* Work instructions *
Every line of the entries below from the one containing "negative clicks: (200, 94) (270, 120)" to the one containing "160L0 213L74 243L0", both ends included, must be written out exactly. No other line belongs in the answer.

———

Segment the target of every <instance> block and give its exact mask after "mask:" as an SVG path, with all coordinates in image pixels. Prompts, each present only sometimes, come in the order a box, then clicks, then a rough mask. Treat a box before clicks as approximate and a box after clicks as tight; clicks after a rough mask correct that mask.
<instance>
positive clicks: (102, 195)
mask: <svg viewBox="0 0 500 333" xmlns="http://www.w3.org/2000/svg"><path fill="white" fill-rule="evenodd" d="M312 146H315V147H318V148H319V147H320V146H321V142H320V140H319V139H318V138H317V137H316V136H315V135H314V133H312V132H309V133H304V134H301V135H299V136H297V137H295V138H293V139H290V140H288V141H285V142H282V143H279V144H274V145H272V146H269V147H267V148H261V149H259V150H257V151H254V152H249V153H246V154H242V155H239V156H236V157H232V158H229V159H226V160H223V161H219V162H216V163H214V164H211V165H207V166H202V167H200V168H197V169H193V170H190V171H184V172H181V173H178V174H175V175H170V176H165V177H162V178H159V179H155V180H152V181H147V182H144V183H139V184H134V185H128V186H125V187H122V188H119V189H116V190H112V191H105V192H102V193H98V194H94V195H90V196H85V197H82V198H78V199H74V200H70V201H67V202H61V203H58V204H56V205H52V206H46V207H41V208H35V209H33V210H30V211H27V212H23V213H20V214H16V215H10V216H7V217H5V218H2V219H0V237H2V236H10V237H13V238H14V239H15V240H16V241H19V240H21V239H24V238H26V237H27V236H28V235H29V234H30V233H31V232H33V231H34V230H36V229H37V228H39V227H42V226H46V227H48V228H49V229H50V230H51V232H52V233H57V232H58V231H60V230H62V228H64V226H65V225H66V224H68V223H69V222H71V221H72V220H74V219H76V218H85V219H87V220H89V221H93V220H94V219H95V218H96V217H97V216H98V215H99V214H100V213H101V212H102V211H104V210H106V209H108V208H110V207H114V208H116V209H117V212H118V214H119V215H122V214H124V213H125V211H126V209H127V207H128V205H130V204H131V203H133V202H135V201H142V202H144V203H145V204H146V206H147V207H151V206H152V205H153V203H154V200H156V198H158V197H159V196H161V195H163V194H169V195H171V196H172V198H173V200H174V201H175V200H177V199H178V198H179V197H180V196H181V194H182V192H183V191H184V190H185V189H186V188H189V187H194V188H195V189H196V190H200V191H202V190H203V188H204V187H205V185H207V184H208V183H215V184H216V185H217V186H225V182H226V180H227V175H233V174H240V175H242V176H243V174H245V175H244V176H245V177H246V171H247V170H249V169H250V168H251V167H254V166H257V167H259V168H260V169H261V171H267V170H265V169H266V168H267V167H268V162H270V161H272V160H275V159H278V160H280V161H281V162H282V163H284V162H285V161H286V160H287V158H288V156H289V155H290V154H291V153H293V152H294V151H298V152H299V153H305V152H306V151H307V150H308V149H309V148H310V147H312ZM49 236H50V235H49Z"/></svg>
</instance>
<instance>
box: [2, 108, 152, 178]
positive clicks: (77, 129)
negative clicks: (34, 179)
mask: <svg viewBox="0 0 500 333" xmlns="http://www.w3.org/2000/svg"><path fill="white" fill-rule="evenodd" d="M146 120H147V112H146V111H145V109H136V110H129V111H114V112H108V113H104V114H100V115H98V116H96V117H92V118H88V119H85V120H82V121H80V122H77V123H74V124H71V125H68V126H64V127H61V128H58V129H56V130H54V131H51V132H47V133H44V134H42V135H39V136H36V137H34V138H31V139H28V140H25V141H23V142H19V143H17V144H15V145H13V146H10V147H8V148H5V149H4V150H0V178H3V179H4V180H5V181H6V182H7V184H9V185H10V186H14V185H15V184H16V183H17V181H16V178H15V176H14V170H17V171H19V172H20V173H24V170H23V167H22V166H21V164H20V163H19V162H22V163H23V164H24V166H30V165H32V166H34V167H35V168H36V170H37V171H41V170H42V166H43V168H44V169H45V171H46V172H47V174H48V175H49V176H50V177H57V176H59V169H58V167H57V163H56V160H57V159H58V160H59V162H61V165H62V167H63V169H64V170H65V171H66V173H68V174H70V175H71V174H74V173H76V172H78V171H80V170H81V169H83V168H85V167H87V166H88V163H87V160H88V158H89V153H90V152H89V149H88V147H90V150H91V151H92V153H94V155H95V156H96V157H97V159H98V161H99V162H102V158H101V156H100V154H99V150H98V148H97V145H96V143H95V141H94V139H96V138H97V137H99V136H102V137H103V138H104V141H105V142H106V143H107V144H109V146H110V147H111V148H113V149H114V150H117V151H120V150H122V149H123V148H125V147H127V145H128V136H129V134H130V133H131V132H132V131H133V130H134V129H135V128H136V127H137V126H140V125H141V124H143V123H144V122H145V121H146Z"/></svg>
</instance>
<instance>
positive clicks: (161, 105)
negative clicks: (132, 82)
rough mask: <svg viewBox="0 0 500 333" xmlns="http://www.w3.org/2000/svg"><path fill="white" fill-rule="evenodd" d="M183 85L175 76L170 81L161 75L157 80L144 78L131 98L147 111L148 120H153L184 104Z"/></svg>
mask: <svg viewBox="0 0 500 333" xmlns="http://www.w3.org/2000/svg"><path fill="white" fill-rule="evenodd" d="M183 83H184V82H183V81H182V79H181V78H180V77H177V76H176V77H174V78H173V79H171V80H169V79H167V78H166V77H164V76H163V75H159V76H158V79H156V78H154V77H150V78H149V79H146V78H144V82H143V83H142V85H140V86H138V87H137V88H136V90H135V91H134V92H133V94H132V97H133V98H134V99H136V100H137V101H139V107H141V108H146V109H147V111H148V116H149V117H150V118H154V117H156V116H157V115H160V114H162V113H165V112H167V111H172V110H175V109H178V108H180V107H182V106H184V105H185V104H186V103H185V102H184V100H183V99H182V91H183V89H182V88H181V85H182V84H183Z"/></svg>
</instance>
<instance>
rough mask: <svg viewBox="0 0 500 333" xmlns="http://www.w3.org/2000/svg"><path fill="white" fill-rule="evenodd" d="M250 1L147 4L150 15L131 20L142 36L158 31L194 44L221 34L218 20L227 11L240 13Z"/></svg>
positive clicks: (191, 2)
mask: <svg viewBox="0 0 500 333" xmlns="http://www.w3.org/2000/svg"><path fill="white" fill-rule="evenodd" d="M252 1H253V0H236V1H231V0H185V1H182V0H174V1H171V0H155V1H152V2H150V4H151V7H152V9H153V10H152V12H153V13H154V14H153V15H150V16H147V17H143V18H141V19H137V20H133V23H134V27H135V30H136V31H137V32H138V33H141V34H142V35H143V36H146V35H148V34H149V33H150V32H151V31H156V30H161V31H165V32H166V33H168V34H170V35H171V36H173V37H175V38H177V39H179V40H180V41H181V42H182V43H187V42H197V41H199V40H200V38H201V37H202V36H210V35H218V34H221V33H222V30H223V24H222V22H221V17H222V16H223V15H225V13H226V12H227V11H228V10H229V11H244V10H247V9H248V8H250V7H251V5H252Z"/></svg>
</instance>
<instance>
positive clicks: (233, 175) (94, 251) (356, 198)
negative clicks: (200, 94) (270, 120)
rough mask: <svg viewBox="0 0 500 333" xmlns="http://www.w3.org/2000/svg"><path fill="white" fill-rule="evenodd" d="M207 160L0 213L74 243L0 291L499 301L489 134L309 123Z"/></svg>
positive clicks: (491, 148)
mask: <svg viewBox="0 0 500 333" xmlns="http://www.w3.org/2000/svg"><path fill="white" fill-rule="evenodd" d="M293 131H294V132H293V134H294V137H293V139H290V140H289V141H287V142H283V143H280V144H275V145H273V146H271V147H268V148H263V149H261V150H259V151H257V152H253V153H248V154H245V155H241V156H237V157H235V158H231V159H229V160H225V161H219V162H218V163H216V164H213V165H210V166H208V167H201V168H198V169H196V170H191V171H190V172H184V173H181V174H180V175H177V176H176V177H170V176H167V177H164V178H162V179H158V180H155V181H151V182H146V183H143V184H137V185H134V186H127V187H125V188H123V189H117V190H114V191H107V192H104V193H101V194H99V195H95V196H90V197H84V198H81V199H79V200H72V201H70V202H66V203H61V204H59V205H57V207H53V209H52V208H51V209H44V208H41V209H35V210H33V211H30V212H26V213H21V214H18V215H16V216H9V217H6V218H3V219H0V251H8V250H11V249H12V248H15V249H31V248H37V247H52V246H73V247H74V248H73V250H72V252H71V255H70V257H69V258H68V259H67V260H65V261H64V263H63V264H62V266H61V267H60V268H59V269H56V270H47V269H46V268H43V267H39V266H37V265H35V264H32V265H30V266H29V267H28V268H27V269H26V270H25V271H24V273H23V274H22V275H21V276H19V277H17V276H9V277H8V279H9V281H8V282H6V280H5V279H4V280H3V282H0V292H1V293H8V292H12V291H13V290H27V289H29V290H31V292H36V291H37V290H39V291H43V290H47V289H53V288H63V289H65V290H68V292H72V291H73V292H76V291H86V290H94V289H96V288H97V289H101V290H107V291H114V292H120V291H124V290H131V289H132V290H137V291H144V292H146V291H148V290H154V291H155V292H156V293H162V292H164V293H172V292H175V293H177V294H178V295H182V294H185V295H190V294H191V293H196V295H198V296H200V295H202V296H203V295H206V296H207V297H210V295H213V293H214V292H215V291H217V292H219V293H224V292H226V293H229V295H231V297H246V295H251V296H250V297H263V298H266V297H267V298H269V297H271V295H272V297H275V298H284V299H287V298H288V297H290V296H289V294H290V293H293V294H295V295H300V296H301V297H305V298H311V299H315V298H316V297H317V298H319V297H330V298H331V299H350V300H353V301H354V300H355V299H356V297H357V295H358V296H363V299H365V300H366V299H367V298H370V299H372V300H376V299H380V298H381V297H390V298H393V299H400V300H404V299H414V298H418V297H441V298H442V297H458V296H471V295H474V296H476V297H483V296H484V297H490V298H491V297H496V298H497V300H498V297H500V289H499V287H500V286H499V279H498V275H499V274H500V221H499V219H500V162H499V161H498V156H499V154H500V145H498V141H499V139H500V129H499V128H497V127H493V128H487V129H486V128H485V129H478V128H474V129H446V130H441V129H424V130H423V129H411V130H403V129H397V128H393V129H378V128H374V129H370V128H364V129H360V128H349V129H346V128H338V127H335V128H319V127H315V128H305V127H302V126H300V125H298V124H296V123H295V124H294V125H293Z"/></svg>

———

* Answer area *
negative clicks: (200, 94) (270, 120)
rough mask: <svg viewBox="0 0 500 333" xmlns="http://www.w3.org/2000/svg"><path fill="white" fill-rule="evenodd" d="M207 160L0 213L74 243L0 291L499 301L489 134L309 123Z"/></svg>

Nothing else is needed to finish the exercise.